## Text segment
- - -

The approach of ensemble spatiotemporal mixed models is to make reliable estimation of air pollutant concentrations at high resolutions. (1) Extraction of covariates from the satellite images such as GeoTiff and NC4 raster (e.g NDVI, AOD, and meteorological parameters); (2) Generation of temporal basis functions to simulate the seasonal trends in the study regions; (3) Generation of the regional monthly or yearly means of air pollutant concentration; (4) Generation of Thiessen polygons and spatial effect modeling; (5) Ensemble modeling for spatiotemporal mixed models, supporting multi-core parallel computing; (6) Integrated predictions with or without weights of the model's performance, supporting multi-core parallel computing; (7) Constrained optimization to interpolate the missing values; (8) Generation of the grid surfaces of air pollutant concentrations at high resolution; (9) Block kriging for regional mean estimation at multiple scales.
knitr::opts_chunk$set(echo = TRUE)
It is an ensemble spatiotemporal modeling tool with constrained optimization and also provides the functionality of grid mapping of air pollutants and parallel computing.
Specifically, it includes the following functionality:
The following codes show the functions, extractVTIF and extractVNC4 to obtain the values for the subject locations with their timeline from GEoTiff (left) and BC4 (right) image files.
data("gtifRst","samplepnt")
tvals=sptemExp::extractVTIF(samplepnt,gtifRst)
par(mfrow=c(1,2),mar=c(4,4,1,1))
raster::plot(gtifRst)
raster::plot(samplepnt,add=TRUE)
nc4File=file.path(system.file(package = "sptemExp"), "extdata", "ancdata.nc4")
ncin0=ncdf4::nc_open(nc4File)
extRes=sptemExp::extractVNC4(samplepnt,ncin0,"TLML")
raster::plot(extRes$img)
print("geotiff values:")
print(tvals[c(1:5)])
print("nc4 values:")

- - -

## Provided information

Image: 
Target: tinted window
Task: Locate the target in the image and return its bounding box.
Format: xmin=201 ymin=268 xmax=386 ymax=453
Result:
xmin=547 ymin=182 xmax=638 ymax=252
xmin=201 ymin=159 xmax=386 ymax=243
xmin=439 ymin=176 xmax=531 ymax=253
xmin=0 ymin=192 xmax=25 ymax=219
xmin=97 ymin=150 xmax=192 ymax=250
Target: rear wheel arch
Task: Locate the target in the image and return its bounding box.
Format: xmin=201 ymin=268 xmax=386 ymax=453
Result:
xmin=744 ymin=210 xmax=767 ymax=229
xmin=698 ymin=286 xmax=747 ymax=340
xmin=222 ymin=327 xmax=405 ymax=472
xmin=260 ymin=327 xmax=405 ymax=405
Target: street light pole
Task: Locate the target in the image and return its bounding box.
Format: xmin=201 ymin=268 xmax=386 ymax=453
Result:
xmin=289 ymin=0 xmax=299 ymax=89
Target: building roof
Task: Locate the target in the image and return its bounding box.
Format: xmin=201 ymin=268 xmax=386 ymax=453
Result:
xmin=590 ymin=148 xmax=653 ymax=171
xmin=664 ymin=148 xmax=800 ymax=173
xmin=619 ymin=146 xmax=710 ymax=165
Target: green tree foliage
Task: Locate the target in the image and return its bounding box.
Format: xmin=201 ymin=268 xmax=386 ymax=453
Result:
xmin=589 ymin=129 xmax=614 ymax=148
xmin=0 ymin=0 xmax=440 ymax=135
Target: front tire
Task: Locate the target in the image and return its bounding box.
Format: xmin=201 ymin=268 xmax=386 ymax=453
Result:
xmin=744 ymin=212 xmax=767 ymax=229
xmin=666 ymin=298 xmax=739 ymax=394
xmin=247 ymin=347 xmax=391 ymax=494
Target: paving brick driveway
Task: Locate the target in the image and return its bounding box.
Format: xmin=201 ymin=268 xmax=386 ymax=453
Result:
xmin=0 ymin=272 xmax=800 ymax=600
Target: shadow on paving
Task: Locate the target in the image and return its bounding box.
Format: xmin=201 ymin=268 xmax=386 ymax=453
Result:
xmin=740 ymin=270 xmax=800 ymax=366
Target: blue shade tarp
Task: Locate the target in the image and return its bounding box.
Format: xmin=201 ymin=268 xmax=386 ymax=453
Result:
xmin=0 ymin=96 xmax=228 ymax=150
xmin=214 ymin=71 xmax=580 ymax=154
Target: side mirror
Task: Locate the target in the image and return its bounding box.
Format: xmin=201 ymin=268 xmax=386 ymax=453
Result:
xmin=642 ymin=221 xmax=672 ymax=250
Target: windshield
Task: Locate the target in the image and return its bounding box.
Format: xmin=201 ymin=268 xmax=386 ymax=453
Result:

- - -

## Required task
In the text on ensemble spatiotemporal mixed models, which method is listed for regional mean estimation at multiple scales?

## Complete answer
Block kriging.